**Assignment**
Look over the lines below. Report each one that includes the string "window".

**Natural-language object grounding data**
┄┄┄┄┄┄┄┄┄┄┄┄┄┄┄┄┄┄┄┄
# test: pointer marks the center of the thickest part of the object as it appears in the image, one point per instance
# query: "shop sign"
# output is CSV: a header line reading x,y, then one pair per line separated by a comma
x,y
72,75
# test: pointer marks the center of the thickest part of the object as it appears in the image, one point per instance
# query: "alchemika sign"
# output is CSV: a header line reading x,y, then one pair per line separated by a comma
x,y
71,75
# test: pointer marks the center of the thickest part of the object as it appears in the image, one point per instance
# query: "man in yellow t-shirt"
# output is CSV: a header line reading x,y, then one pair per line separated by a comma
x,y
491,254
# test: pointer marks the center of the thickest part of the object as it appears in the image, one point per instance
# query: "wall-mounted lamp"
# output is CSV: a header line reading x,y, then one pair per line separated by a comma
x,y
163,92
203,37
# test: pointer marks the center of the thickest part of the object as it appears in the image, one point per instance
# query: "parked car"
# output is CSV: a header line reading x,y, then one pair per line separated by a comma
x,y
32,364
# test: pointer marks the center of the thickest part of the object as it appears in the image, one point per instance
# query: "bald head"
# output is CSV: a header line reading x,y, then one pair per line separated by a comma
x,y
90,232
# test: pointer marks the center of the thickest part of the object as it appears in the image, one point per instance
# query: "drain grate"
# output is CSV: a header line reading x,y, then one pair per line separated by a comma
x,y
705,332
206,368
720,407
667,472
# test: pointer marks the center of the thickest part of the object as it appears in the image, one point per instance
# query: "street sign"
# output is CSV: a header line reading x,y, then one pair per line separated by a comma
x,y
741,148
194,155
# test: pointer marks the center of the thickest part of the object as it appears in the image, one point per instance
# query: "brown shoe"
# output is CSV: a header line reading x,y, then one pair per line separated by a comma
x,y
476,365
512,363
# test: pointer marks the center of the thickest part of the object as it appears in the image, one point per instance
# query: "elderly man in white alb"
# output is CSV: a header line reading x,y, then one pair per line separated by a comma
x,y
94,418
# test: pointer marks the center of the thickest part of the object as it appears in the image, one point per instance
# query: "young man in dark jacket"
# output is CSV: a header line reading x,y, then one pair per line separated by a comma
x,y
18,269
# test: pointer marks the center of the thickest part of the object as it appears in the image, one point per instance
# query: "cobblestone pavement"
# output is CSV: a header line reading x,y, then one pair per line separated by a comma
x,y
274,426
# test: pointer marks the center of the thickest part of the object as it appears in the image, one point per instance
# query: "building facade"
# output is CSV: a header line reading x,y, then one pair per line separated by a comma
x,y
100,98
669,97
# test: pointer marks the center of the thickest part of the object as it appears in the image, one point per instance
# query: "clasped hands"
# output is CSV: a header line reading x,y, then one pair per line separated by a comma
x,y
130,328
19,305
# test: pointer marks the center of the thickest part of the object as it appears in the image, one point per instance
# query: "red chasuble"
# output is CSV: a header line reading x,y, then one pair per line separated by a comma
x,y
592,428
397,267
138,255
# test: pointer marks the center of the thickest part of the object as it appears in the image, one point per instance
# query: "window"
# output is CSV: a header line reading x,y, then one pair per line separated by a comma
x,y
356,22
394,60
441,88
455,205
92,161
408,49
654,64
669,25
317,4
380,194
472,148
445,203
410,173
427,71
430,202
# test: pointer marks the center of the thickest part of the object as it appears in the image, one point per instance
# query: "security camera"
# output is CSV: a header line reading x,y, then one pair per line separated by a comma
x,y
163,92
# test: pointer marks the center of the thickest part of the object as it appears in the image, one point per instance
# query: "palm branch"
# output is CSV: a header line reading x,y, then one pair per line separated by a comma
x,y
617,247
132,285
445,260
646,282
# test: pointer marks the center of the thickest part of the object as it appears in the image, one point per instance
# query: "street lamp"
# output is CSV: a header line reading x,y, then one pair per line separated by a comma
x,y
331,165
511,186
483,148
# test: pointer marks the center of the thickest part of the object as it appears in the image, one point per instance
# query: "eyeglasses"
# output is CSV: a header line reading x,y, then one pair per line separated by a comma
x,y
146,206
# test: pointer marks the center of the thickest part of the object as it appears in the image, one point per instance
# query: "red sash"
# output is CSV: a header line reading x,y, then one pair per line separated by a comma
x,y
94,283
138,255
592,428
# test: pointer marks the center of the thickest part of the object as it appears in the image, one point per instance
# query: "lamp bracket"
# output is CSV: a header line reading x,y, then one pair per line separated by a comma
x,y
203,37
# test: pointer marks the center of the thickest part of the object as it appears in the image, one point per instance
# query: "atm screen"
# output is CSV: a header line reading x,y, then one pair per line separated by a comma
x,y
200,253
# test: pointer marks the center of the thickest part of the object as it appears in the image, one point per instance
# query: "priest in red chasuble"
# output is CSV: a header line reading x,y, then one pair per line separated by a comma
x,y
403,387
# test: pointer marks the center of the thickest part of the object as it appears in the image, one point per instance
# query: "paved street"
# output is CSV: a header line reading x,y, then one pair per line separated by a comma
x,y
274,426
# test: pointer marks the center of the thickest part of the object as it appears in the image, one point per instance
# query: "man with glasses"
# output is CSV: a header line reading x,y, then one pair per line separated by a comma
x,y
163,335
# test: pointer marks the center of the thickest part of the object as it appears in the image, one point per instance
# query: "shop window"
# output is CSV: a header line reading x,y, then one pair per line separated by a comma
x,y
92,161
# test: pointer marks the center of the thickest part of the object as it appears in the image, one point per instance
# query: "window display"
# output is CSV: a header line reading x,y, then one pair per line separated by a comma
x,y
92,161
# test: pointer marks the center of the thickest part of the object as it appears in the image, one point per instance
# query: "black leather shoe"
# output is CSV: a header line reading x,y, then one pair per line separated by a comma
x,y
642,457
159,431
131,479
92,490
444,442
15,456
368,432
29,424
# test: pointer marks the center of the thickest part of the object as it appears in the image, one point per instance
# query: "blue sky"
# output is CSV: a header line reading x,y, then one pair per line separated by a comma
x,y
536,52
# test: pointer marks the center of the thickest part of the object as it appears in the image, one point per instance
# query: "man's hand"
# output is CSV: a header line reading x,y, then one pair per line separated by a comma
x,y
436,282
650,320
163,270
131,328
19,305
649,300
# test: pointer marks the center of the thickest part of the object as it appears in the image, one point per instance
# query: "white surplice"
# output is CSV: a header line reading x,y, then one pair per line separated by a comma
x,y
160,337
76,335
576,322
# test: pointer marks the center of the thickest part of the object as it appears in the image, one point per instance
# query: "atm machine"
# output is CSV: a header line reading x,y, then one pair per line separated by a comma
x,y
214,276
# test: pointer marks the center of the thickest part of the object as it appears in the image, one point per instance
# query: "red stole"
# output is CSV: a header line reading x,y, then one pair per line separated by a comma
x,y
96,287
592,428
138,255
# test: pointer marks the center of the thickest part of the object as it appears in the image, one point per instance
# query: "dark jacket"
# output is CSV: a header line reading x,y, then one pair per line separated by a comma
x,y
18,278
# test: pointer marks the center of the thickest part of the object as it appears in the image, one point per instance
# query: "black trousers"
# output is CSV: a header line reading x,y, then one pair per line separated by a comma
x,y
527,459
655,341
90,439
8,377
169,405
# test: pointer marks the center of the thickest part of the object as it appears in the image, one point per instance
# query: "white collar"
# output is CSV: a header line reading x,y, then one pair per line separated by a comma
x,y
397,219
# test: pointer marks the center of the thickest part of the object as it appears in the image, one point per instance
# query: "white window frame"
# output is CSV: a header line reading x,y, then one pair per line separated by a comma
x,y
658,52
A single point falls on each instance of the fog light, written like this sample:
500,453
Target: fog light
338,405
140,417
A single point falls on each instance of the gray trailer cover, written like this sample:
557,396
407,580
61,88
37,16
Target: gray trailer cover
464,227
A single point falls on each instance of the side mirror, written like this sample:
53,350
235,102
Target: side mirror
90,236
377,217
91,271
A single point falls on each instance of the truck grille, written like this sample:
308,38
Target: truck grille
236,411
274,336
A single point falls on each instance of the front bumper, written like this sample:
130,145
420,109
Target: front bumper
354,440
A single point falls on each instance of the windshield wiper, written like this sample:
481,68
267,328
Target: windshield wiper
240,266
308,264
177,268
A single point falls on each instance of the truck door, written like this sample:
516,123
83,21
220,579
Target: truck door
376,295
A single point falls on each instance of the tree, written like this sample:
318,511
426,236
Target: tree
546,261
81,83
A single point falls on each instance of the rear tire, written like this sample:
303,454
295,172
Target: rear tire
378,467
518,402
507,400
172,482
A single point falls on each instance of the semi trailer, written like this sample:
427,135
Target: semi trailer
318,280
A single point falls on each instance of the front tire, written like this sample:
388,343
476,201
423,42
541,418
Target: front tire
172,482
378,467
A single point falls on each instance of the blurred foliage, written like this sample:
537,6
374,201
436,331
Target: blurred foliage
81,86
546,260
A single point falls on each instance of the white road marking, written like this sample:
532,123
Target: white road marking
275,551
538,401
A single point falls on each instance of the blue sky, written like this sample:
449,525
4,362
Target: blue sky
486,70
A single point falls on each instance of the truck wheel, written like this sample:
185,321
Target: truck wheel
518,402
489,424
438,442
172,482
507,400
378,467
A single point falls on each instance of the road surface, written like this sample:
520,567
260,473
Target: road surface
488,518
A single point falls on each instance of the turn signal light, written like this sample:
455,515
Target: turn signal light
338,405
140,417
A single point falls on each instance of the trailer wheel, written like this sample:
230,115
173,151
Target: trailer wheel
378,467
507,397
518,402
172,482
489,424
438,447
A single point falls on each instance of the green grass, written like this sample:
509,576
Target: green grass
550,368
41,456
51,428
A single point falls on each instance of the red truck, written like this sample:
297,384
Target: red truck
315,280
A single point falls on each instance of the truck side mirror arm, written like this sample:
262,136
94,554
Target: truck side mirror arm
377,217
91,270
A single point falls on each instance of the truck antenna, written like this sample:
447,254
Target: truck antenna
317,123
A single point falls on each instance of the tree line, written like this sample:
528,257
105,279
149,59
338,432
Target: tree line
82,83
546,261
┄┄┄┄┄┄┄┄┄┄┄┄┄┄┄┄┄┄┄┄
**Finished exercise**
# query: "window"
# query: "shop window"
# query: "window display"
# query: "white window frame"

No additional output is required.